* **DESCRIPTION OF THE TASK**
List every person whom the news item about the home birth mentions by name.

*** EXCERPTED TEXT Section Begins ***

25 December, 2013: A courier from Laington, Essex had a bit of a surprise last September, as he found himself helping 999 ambulance workers with an unusual and unexpected delivery.
26-year-old Lee Cossins and partner Crystal Lang were lying in bed watching television when Crystal went into labour with their five-day overdue baby. Panicked, Cossins called the 999 ambulance service, where one of the hotline operators talked him through his predicament. Ironically, despite Crystal being a midwife herself, her baby girl, Freya ended up being delivered in just six minutes by the father himself, assisted over the phone by the 999 call operator. By the time the ambulance itself arrived at the couple’s home, the newborn was already out and safely nestled in her mother’s arms.
At the end of the endeavour, the courier declared himself very happy with the level of help that the 999 operator had provided, guiding him through the delivery step by step. The mother, on the other hand, considered those six minutes the scariest of her entire life and expressed relief that her newborn daughter had been delivered safely.

*** EXCERPTED TEXT Section Ends ***
*** DATA EXCERPTS Section Begins ***

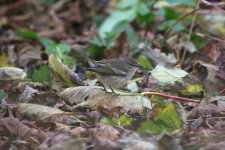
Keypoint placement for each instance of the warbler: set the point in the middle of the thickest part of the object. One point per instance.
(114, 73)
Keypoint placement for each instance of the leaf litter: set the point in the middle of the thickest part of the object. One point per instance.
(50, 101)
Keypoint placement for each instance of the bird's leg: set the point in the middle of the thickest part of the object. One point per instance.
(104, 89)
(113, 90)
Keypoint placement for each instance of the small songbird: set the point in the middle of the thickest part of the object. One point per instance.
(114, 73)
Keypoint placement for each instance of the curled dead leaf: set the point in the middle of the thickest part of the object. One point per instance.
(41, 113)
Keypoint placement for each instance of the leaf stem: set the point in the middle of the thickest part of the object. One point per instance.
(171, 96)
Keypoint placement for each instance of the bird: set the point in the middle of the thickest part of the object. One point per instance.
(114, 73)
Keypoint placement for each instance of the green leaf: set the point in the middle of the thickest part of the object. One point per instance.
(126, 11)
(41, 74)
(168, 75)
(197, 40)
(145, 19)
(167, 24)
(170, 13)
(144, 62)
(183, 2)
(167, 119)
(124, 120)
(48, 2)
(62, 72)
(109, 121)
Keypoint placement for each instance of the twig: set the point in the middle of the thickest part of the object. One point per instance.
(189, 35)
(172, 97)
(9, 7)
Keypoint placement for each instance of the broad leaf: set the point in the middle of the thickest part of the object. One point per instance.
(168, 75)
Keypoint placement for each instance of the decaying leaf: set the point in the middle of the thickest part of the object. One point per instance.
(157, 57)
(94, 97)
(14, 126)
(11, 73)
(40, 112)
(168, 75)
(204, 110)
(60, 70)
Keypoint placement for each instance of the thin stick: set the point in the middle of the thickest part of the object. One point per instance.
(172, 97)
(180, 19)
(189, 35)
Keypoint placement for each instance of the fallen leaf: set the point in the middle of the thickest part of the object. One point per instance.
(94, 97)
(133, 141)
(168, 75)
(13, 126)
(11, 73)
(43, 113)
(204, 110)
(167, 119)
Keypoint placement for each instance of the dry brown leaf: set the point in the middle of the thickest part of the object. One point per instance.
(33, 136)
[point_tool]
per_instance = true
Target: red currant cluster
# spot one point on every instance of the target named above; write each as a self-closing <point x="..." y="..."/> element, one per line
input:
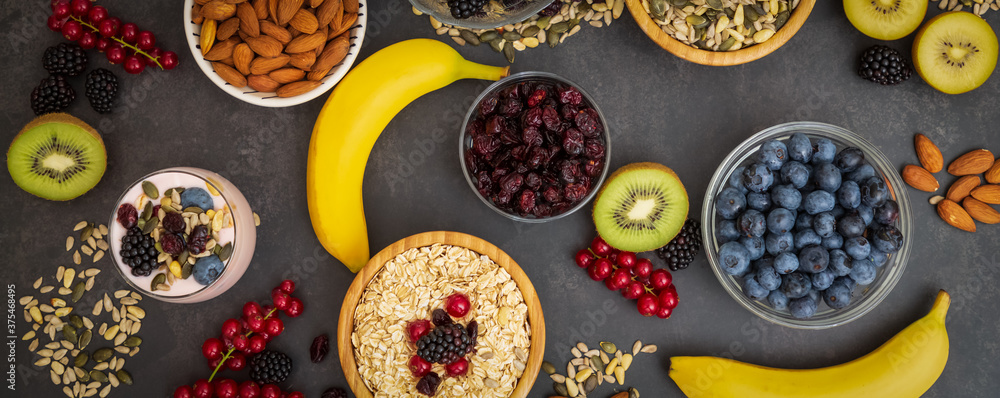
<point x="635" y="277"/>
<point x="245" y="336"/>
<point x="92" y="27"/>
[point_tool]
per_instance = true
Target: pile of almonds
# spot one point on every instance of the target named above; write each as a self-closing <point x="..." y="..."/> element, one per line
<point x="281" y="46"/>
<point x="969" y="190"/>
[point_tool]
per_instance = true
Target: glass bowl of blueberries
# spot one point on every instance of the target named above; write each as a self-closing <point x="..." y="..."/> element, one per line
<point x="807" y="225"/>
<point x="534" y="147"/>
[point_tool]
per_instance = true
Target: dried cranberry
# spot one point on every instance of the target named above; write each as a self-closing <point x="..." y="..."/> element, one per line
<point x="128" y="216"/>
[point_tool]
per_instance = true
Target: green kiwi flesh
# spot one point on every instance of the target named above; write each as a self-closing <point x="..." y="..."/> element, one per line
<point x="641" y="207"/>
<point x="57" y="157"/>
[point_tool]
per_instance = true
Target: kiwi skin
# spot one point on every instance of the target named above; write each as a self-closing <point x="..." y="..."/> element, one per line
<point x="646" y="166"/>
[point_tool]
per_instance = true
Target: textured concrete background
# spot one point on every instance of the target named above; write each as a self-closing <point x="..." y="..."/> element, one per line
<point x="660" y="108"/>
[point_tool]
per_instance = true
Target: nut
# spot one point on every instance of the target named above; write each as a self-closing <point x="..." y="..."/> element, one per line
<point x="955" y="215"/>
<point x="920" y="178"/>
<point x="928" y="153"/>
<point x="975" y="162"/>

*** DATA EXCERPTS Section Ends ***

* **RESPONSE TO THIS TASK**
Lee Cossins, Crystal Lang, and Freya.